Skip to content

Road to 1.0: comprehensive audit + offer to contribute fixes #307

Description

@n-rodriguez

Hi 👋

While evaluating crystal-pg for a Crystal project, I ran a full multi-dimension audit toward a 1.0 tag (correctness, concurrency / fiber-safety, error model, perf/memory/CPU, PostgreSQL protocol completeness, public API / SemVer surface, tests / CI). I want to lead with the honest part: the architecture is genuinely good. A clean two-layer split — the wire protocol in PQ::* cleanly separated from the crystal-db driver in PG::* — correct binary decoders for the large majority of types, SCRAM-SHA-256 + channel binding (rare and well done), logical replication (pgoutput), and a real round-trip spec suite against Postgres 14–18. The bones are solid.

This is meant as a constructive map of what stands between today and a 1.0 that can be promised — and I'm offering to contribute the fixes, starting with the blockers and the most-requested security/recovery gaps.

📄 Full audit (canonical, cited file:line): https://gist.github.com/n-rodriguez/4cbd8a46b0892adc8305156c70273a50

Summary by tier

Tier Theme Headline
0 Blockers PG::Interval#to_spans calls methods that don't exist (won't compile when called); .size instead of .bytesize corrupts the startup/password packet for non-ASCII; a stray pp debug print in replication; CI triggers on main while the default branch is master (push CI never fires); a decode error poisons a pooled connection silently
1 Security verify-ca/verify-full are accepted but the TLS context is hard-coded VerifyMode::NONE — no cert/hostname verification (silent MITM exposure); an over-permissive .pgpass is warned about but read anyway; PGSSLMODE/PGSSL* env vars are ignored
2 Correctness & concurrency RowDescription table_oid/column fields swapped + truncated; infinity/-infinity timestamps unhandled; Numeric#to_s fractional truncation is fragile; two array code paths disagree on non-1 lower bounds; the LISTEN/NOTIFY loop shares the socket read path with queries without a lock; @@location_cache is mutated cross-fiber without synchronization; two disjoint exception trees (PQ::PQError is not under PG::Error)

- - - - - - -

- [Tasks]:
- A) Locate each line in the records that contains the string "stone", paying attention to case, and copy those lines out in full.
- B) Carry on writing the crystal-pg audit issue, starting right after its last line.
The records have no connection to the issue about the crystal-pg audit.

- [Provided material]:
- - - - - - -

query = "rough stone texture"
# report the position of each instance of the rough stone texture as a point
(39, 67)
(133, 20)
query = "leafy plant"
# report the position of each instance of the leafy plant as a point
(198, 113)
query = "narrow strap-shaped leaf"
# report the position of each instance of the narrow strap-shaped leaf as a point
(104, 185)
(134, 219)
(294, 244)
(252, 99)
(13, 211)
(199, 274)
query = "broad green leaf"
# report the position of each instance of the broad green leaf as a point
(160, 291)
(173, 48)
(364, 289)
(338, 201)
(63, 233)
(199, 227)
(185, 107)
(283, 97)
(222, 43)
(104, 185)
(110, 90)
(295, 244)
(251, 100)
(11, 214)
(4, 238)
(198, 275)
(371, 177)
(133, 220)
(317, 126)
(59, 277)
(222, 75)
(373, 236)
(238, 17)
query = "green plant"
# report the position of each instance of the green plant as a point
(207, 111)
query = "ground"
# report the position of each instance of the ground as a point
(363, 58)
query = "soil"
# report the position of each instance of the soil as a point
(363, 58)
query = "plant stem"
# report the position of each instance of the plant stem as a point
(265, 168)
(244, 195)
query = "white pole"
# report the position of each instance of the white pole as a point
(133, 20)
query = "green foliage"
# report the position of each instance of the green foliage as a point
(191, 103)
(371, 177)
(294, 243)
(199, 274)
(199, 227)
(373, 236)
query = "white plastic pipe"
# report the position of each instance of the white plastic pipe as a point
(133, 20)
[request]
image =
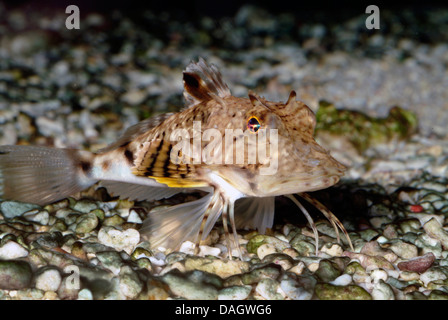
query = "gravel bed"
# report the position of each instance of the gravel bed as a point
(82, 88)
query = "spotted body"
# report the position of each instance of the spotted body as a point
(140, 164)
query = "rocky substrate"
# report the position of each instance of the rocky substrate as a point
(82, 88)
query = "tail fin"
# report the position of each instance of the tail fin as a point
(43, 175)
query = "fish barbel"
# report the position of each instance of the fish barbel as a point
(146, 163)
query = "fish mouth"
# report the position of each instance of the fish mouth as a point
(298, 183)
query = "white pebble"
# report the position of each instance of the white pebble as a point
(432, 275)
(264, 250)
(209, 251)
(120, 240)
(342, 280)
(85, 294)
(334, 250)
(134, 217)
(378, 274)
(49, 280)
(382, 291)
(12, 250)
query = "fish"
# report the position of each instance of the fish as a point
(239, 153)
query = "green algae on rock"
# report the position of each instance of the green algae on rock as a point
(325, 291)
(364, 131)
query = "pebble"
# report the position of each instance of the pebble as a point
(405, 189)
(432, 275)
(11, 209)
(404, 250)
(120, 240)
(269, 289)
(298, 290)
(220, 267)
(48, 279)
(85, 294)
(15, 275)
(86, 223)
(382, 291)
(434, 229)
(234, 293)
(192, 286)
(325, 291)
(418, 264)
(130, 284)
(342, 280)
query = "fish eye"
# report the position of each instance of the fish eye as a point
(253, 124)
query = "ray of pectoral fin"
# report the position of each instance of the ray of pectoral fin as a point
(308, 217)
(139, 192)
(255, 213)
(330, 216)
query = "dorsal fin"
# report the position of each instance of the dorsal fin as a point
(136, 130)
(203, 82)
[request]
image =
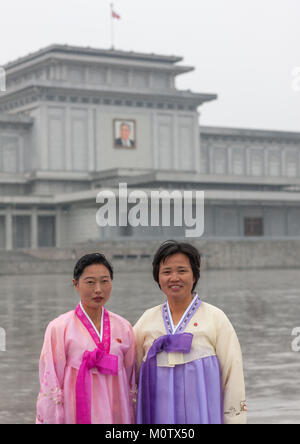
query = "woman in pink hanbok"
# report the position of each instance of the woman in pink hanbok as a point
(87, 363)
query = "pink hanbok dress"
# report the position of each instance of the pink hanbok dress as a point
(87, 377)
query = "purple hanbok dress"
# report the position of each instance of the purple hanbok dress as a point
(186, 371)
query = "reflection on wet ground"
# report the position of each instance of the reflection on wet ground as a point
(263, 306)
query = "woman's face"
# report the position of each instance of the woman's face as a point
(176, 277)
(94, 286)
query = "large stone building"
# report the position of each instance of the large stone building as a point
(62, 118)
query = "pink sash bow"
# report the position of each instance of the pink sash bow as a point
(106, 364)
(101, 359)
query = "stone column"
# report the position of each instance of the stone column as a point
(8, 230)
(34, 229)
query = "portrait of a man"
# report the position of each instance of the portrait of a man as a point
(124, 133)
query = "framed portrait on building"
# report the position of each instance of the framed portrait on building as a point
(124, 133)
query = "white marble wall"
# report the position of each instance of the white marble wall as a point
(80, 138)
(265, 158)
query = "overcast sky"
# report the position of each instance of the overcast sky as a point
(243, 50)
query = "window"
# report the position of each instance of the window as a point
(253, 226)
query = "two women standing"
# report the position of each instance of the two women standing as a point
(187, 353)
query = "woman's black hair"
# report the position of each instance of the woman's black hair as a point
(171, 247)
(91, 259)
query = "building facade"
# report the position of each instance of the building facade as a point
(74, 121)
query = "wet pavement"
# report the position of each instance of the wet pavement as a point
(263, 306)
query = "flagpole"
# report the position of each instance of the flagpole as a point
(112, 26)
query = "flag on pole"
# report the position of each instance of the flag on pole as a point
(114, 14)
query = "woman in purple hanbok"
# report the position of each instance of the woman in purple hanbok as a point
(189, 357)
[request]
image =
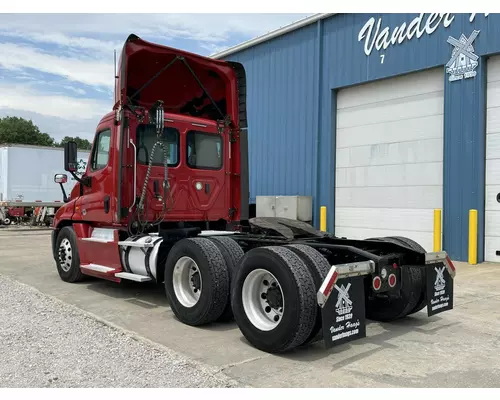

- - - - - - -

- [Answers to the tasks]:
- A)
query = "rough stone texture"
# report the position of each instance of the rough stone texture as a point
query = "large stone building"
# report the position of each instance of the large stone building as a point
query = "stone column"
# report the position of each instance of the stone column as a point

- B)
3 Protocol completeness verify-* unimplemented; NegotiateProtocolVersion unhandled; no CancelRequest; missing types (time/timetz, inet/cidr/macaddr, money, ranges); connect_timeout/options not honored (a dead host hangs forever); replication: no slot creation, proto pinned to v1, ErrorFrame ignored
4 Perf / memory / CPU decoder resolved by per-value OID hash lookup instead of per-column; no real prepared statements (Parse on every exec — the unnamed statement); Array(Slice?) + per-column copy per row; text param encoding allocates per value
5 API / SemVer the whole PQ::* namespace is :nodoc: but public in practice (callbacks return PQ::Notification/Notice); PQ::Connection#soc + protocol I/O are public; sslmode is a Symbol; Geo::Path is inconsistent with its sibling records; PG::Error is :nodoc: yet is the root users must rescue; dead pre-Crystal-1.0 monkeypatches
6 Tests / CI / packaging CI is nix-only with a single Crystal version; pq/frame.cr, pq/query.cr, ext/openssl.cr, pg/record.cr have zero coverage; auth & escape-error specs are disabled by default; depends on crystal-db which is itself pre-1.0

All headline compile / wire-format / security findings were verified by hand against the source.

How this maps to existing PRs and issues

Several long-standing issues corroborate these findings — they're not theoretical:

The takeaway: Tier 0 and Tier 1 have no competing PRs but multiple corroborating issues — that's where I'd like to start.

Proposed plan

I'll open one child issue per tier (linked below) so each is independently discussable, and I'd like to start with a PR for Tier 0 (the blockers) — each with a failing spec first, plus the CI branch fix so they can't recur — and then Tier 1 (verify-full, closing #240/#237/#231).

Two questions before I send code:

  1. Spec framework for new specs — stdlib spec (what the suite uses today)?
  2. For the completeness gaps (Tier 3) and security (Tier 1): prefer to implement them (real TLS verification, missing types, query cancel), or to stop advertising them (reject verify-* and unsupported sslmodes loudly) until they exist? Happy either way.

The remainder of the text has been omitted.